(Region pointing data)
□ □ □ □ □ □ □
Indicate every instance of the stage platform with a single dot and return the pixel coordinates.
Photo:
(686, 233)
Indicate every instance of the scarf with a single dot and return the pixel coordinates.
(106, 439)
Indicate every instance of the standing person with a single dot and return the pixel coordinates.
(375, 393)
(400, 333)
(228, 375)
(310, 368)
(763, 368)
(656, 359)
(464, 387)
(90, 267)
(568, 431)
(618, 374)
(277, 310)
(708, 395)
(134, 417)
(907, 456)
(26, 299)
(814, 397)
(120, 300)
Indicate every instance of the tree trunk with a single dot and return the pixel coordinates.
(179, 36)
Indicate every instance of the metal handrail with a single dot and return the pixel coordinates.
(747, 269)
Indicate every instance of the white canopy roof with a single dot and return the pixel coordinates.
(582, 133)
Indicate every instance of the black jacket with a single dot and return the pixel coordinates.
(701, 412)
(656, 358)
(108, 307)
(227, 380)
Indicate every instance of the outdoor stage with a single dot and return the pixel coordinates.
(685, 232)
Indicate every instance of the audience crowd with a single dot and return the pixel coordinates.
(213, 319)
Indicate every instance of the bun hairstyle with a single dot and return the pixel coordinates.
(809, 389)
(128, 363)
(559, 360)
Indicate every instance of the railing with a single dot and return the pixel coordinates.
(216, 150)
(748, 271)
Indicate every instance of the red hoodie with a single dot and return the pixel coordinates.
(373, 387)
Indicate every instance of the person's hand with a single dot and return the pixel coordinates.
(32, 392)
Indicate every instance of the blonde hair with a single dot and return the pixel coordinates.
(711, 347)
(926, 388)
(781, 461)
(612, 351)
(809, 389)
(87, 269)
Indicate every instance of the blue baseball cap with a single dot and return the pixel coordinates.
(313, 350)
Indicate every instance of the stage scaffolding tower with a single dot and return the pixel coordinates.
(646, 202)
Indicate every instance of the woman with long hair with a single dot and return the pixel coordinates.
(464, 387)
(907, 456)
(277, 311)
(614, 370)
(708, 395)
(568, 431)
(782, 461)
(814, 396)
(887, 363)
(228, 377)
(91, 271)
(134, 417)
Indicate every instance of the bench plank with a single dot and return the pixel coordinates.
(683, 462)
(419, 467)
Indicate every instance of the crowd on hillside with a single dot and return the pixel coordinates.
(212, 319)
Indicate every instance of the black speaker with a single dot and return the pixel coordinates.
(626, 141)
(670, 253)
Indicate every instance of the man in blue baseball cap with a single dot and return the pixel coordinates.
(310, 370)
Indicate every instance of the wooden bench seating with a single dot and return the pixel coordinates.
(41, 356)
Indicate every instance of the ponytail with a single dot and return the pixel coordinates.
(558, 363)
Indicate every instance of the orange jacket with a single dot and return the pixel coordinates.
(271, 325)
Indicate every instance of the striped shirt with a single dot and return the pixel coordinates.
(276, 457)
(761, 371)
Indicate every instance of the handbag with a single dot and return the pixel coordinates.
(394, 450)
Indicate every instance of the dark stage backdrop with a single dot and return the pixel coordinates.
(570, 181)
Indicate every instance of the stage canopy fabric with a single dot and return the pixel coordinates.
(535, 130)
□ □ □ □ □ □ □
• _What you should do_:
Print exactly the stretch of lines beginning with the one that holds "Indicate every instance of the orange" and ending at the last line above.

• _Response to this exercise_:
Indicate every instance of the orange jacket with a single dot and return the pixel coordinates.
(271, 325)
Indicate every instance of the striped shirt with a single dot and return the pixel coordinates.
(276, 457)
(761, 371)
Indicate every instance of the handbag with a single dot and return the pixel coordinates.
(394, 450)
Indicate every instance of the dark stage backdrop with a single dot and return the pixel coordinates.
(570, 181)
Indicate every instance of the stage canopy fabric with a single dot and return the pixel coordinates.
(535, 130)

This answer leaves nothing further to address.